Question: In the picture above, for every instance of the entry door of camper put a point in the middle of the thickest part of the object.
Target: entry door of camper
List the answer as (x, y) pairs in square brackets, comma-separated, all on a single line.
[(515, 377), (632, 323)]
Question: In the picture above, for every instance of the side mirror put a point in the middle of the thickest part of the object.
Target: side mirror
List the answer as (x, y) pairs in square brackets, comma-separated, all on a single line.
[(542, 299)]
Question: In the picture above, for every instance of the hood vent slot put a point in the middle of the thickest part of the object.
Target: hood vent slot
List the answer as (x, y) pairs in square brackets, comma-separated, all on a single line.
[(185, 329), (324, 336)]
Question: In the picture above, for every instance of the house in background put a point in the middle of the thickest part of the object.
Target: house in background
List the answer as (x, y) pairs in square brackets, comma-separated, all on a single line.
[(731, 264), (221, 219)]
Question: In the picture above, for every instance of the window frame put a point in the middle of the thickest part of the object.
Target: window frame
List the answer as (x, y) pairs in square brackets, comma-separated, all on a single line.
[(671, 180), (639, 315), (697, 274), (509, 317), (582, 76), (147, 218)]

----------------------------------------

- GIVEN INSTRUCTION -
Reproduce the material in full, with no word added or dropped.

- RESULT FOR THIS EXERCISE -
Question: In the picture above, for every instance of the entry door of camper put a point in the middle of the thickest part of the object.
Target: entry door of camper
List the answer as (x, y) pairs in square brackets, comma-separated, all on a single line.
[(515, 377), (632, 323)]
Question: In the picture above, for every instance of the side mirror put a point in the middle of the thickest part of the object.
Target: side mirror
List the answer as (x, y) pairs in square brackets, comma-separated, all on a single line.
[(542, 299)]
Question: In the picture above, for every instance of the hood vent slot put a point in the middle of the thickest part of the object.
Target: hood vent slot
List the answer as (x, y) pairs in square brackets, comma-separated, all on a single line.
[(185, 329), (324, 336)]
Question: In the picture above, for every instance of the house in background put a point in the middle of the thickest part of the object.
Target: house in background
List the answer as (x, y) pairs in square brackets, comma-separated, all on a single line.
[(731, 264), (221, 219)]
Question: In the picture above, for every instance of the window frame put a point in the middle of the thickest part of the object.
Target: window frame
List the answer as (x, y) pairs in square brackets, comma-separated, all on a single line.
[(671, 180), (639, 315), (697, 274), (509, 317), (582, 76), (147, 218)]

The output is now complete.